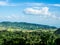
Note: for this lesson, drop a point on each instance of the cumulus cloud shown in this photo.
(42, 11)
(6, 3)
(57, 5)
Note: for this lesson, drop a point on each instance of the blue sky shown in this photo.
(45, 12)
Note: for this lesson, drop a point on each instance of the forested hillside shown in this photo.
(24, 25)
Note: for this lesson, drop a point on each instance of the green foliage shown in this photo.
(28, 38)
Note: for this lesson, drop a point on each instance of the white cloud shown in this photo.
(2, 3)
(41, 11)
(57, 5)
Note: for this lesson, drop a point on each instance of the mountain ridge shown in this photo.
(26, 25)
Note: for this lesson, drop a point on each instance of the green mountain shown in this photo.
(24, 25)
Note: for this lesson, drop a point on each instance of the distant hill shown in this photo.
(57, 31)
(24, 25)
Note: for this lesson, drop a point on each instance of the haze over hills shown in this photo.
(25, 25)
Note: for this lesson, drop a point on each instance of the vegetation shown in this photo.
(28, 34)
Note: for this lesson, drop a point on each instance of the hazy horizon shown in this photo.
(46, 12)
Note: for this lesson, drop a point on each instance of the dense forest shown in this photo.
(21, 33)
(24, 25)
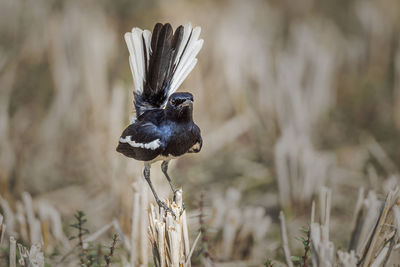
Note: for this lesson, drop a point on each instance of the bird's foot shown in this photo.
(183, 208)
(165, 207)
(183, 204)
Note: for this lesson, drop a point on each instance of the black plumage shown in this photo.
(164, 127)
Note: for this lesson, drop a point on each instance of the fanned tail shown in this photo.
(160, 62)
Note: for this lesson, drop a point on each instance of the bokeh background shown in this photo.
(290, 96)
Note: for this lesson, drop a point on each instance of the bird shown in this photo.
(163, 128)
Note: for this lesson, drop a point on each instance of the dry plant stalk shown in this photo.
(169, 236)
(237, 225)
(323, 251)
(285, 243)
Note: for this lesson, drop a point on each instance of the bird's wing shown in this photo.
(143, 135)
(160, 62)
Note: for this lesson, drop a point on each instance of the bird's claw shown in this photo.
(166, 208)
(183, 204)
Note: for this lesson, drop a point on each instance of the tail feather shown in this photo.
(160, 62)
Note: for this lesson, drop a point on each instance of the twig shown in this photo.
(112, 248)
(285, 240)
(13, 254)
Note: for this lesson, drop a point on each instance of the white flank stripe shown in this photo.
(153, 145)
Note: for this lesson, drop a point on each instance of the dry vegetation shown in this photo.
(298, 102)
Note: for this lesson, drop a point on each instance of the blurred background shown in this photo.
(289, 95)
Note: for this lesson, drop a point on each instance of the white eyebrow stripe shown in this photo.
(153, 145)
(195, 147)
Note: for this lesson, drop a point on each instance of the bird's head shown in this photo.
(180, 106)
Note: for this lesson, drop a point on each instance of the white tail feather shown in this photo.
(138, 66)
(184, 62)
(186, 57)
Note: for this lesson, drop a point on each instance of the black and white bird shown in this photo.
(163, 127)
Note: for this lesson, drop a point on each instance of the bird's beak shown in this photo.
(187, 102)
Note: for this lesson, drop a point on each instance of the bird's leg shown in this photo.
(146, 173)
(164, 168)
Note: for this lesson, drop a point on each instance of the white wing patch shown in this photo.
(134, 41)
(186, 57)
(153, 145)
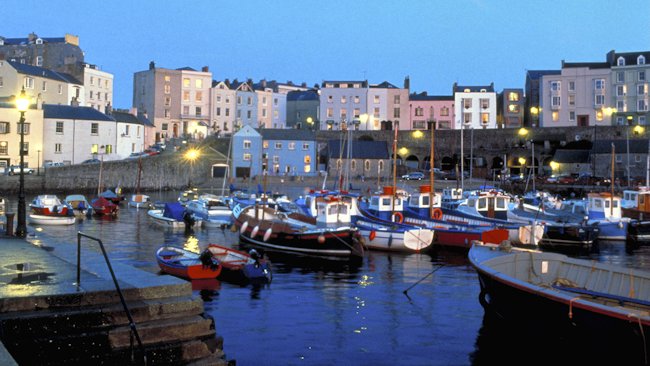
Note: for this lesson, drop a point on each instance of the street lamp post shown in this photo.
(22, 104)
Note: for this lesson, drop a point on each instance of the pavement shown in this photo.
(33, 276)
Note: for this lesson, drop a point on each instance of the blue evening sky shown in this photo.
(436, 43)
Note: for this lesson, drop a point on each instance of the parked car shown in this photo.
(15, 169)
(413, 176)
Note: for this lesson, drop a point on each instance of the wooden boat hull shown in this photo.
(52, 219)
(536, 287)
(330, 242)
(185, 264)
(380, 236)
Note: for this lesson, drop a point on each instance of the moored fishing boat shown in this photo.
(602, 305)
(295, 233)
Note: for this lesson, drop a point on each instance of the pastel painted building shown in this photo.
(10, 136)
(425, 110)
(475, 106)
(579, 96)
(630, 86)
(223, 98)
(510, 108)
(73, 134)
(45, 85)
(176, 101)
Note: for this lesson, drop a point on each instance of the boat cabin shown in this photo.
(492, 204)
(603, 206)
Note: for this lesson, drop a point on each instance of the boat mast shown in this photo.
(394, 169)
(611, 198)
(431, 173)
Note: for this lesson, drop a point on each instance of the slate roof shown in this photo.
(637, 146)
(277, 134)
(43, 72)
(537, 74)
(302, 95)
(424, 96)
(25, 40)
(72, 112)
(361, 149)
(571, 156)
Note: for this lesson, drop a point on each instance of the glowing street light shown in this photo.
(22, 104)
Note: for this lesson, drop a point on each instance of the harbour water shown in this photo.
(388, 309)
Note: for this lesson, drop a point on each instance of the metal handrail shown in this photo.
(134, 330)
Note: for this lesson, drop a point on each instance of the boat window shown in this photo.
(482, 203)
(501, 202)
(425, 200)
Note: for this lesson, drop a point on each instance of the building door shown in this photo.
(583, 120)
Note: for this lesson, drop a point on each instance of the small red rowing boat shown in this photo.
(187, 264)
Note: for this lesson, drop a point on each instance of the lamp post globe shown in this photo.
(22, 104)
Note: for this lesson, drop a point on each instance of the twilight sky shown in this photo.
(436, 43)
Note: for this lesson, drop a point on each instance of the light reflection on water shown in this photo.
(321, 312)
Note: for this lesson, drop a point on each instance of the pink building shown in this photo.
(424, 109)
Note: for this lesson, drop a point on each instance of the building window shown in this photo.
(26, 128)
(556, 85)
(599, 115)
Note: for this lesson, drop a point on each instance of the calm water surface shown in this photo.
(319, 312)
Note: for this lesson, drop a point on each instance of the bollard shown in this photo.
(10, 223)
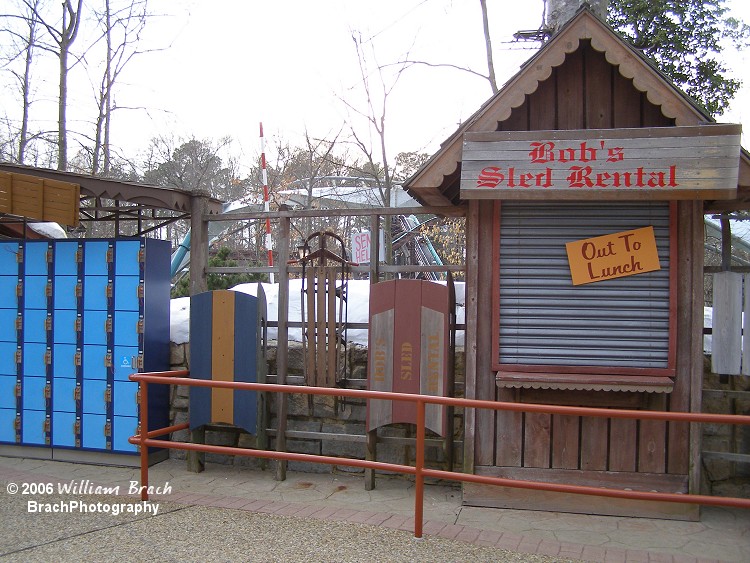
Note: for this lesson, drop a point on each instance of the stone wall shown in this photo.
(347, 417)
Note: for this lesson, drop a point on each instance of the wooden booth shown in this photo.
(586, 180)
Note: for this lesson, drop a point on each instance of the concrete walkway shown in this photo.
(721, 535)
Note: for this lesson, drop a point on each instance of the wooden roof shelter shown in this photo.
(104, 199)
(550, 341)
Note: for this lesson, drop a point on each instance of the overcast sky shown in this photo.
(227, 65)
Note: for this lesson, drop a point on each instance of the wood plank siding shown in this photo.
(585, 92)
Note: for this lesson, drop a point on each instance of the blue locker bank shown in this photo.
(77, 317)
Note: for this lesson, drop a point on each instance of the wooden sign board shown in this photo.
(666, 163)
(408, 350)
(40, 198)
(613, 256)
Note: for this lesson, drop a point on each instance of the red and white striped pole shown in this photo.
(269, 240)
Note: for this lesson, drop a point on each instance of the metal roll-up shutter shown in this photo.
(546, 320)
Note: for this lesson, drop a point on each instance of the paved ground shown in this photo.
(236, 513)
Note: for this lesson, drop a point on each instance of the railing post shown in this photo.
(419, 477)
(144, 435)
______________________________
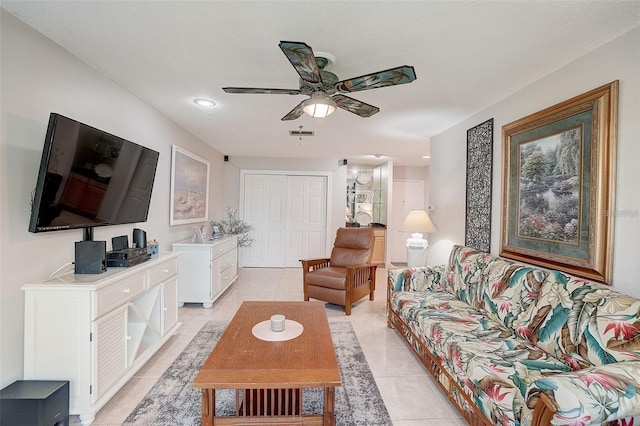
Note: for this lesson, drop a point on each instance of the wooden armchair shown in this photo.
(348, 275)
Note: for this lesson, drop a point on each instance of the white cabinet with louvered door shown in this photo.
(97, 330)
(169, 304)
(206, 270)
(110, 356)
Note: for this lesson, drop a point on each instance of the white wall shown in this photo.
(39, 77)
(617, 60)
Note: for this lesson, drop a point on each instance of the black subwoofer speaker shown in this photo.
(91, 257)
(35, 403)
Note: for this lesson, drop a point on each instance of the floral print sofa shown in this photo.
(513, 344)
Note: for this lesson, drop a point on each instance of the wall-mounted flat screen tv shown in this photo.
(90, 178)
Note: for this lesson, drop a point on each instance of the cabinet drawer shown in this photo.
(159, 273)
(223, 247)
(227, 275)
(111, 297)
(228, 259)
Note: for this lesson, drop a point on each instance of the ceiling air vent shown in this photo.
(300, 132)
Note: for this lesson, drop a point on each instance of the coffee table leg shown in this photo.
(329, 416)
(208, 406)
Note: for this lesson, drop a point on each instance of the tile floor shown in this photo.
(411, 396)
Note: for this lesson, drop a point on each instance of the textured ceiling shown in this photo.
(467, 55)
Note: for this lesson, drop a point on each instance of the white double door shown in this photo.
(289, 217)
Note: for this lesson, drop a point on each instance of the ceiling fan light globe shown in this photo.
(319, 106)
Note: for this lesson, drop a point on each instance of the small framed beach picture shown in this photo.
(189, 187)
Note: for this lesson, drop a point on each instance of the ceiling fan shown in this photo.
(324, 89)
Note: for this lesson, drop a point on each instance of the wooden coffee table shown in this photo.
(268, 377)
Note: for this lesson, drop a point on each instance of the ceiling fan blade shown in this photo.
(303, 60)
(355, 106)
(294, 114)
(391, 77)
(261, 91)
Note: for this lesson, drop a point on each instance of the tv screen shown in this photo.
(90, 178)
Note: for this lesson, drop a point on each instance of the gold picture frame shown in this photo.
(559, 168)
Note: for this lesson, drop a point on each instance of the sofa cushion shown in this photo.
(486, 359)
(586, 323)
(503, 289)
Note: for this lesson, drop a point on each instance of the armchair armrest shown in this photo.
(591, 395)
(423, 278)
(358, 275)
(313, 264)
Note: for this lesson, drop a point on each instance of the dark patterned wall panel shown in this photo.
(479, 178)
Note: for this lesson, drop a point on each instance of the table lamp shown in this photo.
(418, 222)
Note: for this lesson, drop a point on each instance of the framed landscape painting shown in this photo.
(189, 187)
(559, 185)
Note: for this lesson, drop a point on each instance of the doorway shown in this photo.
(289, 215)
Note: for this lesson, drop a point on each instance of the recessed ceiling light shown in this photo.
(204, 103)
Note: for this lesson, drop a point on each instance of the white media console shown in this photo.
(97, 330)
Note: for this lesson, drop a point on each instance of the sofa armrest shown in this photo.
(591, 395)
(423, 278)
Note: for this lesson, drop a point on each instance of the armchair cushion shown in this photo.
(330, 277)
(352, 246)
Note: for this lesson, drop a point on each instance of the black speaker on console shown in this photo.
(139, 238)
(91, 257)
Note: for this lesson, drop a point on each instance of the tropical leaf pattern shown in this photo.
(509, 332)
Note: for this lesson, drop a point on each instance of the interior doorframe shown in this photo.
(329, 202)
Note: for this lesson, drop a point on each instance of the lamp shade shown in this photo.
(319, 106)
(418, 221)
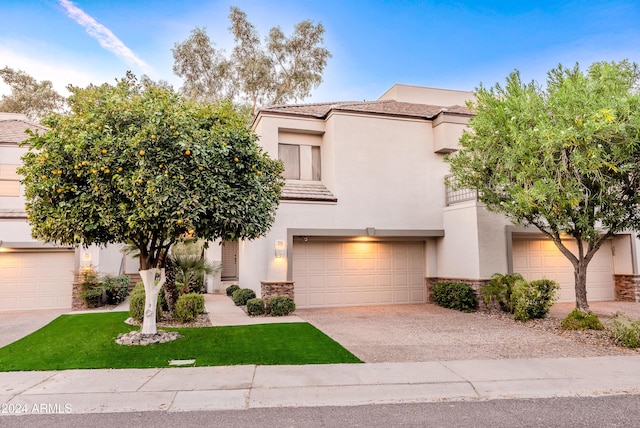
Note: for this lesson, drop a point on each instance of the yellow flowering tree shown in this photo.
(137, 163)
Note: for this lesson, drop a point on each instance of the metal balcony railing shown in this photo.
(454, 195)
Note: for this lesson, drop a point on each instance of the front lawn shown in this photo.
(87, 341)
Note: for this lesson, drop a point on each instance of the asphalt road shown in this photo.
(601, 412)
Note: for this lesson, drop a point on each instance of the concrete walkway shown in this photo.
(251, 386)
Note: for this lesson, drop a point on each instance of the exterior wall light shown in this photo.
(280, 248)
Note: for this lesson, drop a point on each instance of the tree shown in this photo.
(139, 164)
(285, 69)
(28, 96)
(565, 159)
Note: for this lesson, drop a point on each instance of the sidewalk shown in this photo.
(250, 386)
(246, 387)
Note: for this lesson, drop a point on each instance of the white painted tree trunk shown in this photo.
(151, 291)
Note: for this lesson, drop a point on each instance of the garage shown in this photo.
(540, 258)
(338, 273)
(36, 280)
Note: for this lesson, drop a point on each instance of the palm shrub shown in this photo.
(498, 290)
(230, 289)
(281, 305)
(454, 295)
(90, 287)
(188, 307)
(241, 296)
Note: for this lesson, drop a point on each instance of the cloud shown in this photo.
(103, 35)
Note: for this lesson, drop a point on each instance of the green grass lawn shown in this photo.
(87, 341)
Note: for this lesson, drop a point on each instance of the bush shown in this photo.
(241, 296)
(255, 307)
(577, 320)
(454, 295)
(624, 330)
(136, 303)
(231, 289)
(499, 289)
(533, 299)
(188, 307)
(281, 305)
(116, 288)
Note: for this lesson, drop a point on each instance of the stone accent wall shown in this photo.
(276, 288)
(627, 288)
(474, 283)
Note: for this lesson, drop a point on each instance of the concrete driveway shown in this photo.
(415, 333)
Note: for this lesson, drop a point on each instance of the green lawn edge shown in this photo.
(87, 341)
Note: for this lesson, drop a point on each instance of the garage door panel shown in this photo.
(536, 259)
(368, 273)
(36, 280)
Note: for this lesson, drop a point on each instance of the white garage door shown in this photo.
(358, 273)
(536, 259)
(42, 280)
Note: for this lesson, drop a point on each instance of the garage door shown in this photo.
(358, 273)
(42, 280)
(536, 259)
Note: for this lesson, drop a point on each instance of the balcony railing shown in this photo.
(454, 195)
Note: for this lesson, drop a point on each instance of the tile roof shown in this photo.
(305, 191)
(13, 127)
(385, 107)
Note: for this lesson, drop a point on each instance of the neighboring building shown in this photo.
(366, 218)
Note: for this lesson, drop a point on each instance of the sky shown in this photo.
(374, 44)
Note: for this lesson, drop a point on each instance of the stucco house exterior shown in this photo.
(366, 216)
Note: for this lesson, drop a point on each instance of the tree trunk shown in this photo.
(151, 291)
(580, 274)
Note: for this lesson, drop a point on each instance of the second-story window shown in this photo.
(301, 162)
______________________________
Find each row in the two blocks above containing the word "painted" and copy those rows in full.

→ Right answer:
Note: for this lesson, drop a point on each instance of the pastel painted building shown in this photo.
Note: for this lesson, drop a point on each instance of the white painted tree trunk shown in this photo.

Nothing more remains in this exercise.